What you have to do: Transcribe every entry word for word, leaving out all images.

Stored records:
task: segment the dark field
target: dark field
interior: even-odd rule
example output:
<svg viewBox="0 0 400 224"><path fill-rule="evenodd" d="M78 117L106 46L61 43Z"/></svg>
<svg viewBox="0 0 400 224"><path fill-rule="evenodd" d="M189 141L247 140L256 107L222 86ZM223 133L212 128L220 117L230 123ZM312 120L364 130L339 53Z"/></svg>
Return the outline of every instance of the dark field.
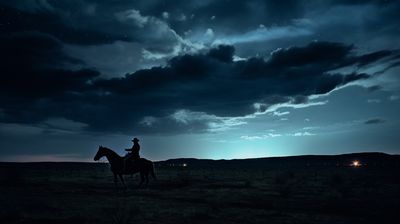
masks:
<svg viewBox="0 0 400 224"><path fill-rule="evenodd" d="M1 223L398 223L398 168L156 167L116 190L108 164L0 164Z"/></svg>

Output:
task: segment the dark field
target: dark field
interior: even-odd rule
example output:
<svg viewBox="0 0 400 224"><path fill-rule="evenodd" d="M78 117L106 46L61 43Z"/></svg>
<svg viewBox="0 0 400 224"><path fill-rule="evenodd" d="M189 141L247 140L256 107L222 86ZM223 133L212 128L220 117L230 123ZM312 120L364 130L339 53Z"/></svg>
Return the outline of every instance of the dark field.
masks:
<svg viewBox="0 0 400 224"><path fill-rule="evenodd" d="M1 223L398 223L398 168L156 167L116 190L108 164L0 164Z"/></svg>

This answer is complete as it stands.